Aim
Find each line in the material below that contains the word "cone", and copy those lines out. Treat uppercase and lowercase as different.

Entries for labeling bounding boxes
■ ■ ■ ■ ■ ■ ■

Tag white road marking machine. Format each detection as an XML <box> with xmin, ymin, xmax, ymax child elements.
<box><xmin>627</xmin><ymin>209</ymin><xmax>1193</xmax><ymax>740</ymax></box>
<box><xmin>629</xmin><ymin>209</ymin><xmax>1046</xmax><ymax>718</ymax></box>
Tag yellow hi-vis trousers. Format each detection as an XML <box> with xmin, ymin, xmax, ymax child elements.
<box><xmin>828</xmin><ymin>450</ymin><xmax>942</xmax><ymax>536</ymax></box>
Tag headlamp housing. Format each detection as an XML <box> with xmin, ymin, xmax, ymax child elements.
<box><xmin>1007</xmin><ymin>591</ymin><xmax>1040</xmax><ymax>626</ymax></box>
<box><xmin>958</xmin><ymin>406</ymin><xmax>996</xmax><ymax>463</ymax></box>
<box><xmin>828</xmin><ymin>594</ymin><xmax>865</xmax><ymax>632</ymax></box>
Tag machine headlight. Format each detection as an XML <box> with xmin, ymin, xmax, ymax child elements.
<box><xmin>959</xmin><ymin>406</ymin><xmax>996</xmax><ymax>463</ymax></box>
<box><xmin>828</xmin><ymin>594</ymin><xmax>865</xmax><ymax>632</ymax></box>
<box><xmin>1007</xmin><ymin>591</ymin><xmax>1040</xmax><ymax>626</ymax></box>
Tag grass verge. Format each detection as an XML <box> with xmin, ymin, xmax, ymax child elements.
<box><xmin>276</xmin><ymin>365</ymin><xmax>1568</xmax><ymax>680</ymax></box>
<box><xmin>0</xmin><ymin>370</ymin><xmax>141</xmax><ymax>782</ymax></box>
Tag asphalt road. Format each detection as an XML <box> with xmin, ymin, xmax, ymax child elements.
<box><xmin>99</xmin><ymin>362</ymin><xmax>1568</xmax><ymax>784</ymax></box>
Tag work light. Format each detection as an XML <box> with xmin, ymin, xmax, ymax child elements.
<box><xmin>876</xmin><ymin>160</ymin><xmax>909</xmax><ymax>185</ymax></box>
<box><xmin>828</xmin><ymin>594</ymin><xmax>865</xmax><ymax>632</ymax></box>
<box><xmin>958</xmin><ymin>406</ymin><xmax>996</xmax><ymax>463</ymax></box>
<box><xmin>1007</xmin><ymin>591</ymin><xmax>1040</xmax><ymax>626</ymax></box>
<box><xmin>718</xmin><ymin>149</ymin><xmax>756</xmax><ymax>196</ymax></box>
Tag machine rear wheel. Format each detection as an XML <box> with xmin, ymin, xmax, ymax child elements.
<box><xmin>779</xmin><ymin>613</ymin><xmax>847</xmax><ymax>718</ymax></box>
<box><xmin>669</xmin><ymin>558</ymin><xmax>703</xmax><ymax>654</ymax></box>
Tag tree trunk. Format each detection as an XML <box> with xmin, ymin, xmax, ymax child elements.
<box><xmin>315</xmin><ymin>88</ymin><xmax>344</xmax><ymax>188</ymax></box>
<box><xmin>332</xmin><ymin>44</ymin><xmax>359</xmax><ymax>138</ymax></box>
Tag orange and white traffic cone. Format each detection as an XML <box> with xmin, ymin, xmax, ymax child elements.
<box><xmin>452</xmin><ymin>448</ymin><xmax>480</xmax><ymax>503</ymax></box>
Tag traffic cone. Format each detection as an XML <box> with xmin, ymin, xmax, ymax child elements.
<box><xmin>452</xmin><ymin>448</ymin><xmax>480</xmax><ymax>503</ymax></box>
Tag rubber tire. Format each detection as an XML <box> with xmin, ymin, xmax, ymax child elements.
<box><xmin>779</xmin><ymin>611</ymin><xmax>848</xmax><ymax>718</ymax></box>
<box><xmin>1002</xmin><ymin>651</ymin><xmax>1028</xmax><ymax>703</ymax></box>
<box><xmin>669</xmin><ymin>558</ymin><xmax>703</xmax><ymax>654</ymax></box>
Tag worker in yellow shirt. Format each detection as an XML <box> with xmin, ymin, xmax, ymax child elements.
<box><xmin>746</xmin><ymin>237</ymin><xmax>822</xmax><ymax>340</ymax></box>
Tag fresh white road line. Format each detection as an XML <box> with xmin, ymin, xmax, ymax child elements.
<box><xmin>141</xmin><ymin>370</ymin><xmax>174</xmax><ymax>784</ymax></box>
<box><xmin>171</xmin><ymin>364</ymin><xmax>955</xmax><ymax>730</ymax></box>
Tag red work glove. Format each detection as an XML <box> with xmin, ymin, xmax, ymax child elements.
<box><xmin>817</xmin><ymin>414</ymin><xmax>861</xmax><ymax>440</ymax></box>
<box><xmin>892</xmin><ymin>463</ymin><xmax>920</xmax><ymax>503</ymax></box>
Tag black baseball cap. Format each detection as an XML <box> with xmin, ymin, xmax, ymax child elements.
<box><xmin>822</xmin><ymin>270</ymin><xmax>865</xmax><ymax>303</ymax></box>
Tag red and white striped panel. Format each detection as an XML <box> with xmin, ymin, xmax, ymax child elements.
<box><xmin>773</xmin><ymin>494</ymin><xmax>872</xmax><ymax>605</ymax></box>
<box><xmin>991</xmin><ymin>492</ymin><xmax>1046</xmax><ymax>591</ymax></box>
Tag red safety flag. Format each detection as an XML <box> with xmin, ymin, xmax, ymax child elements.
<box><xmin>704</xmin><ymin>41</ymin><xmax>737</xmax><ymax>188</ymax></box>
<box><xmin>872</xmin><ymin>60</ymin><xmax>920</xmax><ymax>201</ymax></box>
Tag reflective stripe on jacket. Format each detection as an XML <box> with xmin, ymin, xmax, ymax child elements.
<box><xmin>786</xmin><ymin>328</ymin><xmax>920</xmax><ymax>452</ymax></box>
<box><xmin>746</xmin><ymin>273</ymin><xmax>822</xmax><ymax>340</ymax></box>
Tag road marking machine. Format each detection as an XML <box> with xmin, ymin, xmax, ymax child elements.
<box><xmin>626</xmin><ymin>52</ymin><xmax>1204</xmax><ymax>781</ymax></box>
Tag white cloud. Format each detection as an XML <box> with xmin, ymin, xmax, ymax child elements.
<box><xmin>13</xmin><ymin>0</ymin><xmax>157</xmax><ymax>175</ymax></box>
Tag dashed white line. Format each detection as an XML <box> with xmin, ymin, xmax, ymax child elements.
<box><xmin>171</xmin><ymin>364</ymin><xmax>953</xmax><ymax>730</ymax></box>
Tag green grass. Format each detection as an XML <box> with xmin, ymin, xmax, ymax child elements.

■ ■ ■ ■ ■ ■ ■

Expected answer
Tag orange and white traffic cone. Format each detection as an XML <box> with xmin, ymin, xmax, ymax child elements.
Tag traffic cone. Format each detection as an XML <box> with xmin, ymin, xmax, ymax child elements.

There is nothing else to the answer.